**List of tasks**
**A.** According to the article on the Tokyo war crimes forum, on what dates was the International Citizen's Forum on War Crimes and Redress held?
**B.** Continue the article on the Tokyo war crimes forum, starting after its final sentence.

**Source text**
Atrocities victims stir debate in Japan: Sixty‑two years after the rape of Nanjing, Chinese survivors are demanding redress for war crimes committed by Japan's armed forces.

By  John Price*

 

`Get your people inside,'' yelled the plainclothes Japanese cop, ``or we can't guarantee their safety.'' The police were antsy as they herded people away from the Tokyo street corner where two    members of Japan's far right, ultra‑nationalist movement stood in    the early morning Tokyo sunshine, bellowing into bullhorns and brandishing banners: ``The Great East Asia War was not an aggressive war,'' was the message in Japanese on one. On another, in English, ``The USA should repent before God for Nagasaki and Hiroshima.''

 

The demonstrators had come to protest outside the International Citizen's Forum on War Crimes and Redress held in Tokyo from Dec. 10‑12. Inside, hundreds of delegates from Japan and around the world heard testimony regarding Japan's war crimes during its aggressive war in Asia that began with the 1931 invasion of Manchuria.

**Dataset extract**
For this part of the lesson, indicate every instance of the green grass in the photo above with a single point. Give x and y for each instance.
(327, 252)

**Answers below**
**A.** December 10–12.

**B.**
 

Testifying at the forum were witnesses such as Gui‑ying Li. The diminutive figure rocked from side to side as she walked slowly across the immense, brightly lit stage to stand alone at the podium.  Her elderly face, like tanned leather etched with the creases of time, was gentle. Her story was not.

 

In 1937, Li was 16 and living in a village near Nanjing (also spelled Nanking) with her family when invading Japanese troops arrived. Fearing the worst they fled to a neighbouring village but eventually a group of soldiers arrived. ``At first we weren't afraid,'' she said. ``We didn't know what they wanted.''

 


``The soldiers carried swords and rifles. After one started shooting we all ran for the mountains, including my girlfriend who was raped,'' Li said. She eventually returned to the village, living in the burned‑out shells of houses. Again, soldiers arrived and this time they took Li.

 

The villagers, however, begged the soldiers to let her go claiming that the 16‑year‑old Li, who was small for her age, was only 10. The soldiers released her and instead they took and raped Li's friends.

 

The nightmare Li described was part an orgy of bloodletting and rape recently documented by Iris Chang in her bestseller, The Rape of Nanking. As many as 300,000 people died during Japan's offensive against Nanjing that began 62 years ago this month. Many of the victims were civilians ‑‑ used for bayonet practice, and then buried or burned alive. The atrocities did not stop there.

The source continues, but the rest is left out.